__Text section__:
⁂

Wednesday, May 31, 2017

Falling Off The Skyscraper

Even as you pass the 3rd floor on the way down, you can console yourself by saying, "Nothing's happened yet!"
In the coming years, California’s claim of being the economic exemplar of the country may be further undermined by legislative overreach. The statewide rise in the minimum wage will hit the lower-wage sector, particularly outside the coastal enclaves. Various plans to boost the welfare state, such as a single-payer health care system that includes the undocumented, and a host of union-driven initiatives, seem certain to drive up costs and impose an ever-heavier tax burden on the state’s struggling middle class.

Perhaps most threatening, over time, may be a host of new environmental laws which will impose enormous burdens on affordable housing, energy prices and industrial growth. The slowdown in tech growth, coupled with a looming decline in the markets as the Trump agenda unravels, could weaken the capital gains juggernaut that has sustained the state through the past decade. Gov. Jerry Brown, under whose watch spending has risen 45 percent, is already predicting a large deficit for next year.

So far this decade, California has defied economic logic, largely due to the explosive growth of Silicon Valley, as well as the effects of rapid real estate appreciation. Yet, these gains have failed to reverse, and in some ways have even exacerbated, the state’s highest-in-the-nation poverty rate, growing inequality and a mounting outmigration of middle-class families. These facts suggest that it’s time to end the celebration and start focusing on how create a more expansive, less feudal California.

⁂

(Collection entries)
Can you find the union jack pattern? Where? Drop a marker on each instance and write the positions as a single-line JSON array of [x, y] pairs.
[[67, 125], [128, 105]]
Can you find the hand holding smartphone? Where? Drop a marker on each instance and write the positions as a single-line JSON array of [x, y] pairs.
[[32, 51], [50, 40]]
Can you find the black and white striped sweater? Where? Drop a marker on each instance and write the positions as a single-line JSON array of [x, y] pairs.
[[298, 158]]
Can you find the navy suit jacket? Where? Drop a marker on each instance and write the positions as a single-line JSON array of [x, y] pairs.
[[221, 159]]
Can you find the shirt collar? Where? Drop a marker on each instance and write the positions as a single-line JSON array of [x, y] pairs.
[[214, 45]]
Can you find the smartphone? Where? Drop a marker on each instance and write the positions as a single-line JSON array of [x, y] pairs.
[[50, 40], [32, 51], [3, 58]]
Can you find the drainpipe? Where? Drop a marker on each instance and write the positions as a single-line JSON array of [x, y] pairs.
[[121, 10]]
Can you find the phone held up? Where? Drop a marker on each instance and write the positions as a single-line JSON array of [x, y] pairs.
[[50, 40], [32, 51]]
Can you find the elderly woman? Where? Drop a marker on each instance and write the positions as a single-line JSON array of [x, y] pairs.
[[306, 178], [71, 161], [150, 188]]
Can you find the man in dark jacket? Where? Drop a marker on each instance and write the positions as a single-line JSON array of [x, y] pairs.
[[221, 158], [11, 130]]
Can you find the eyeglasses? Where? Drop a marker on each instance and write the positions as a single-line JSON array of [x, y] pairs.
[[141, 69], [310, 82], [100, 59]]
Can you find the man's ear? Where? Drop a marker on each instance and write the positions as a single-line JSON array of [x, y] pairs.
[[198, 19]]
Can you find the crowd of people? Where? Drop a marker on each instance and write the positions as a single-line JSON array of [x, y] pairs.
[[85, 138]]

⁂

__Work to complete__:
According to the text on California's economy, by what percentage has spending risen under Gov. Jerry Brown?

__Written response__:
45 percent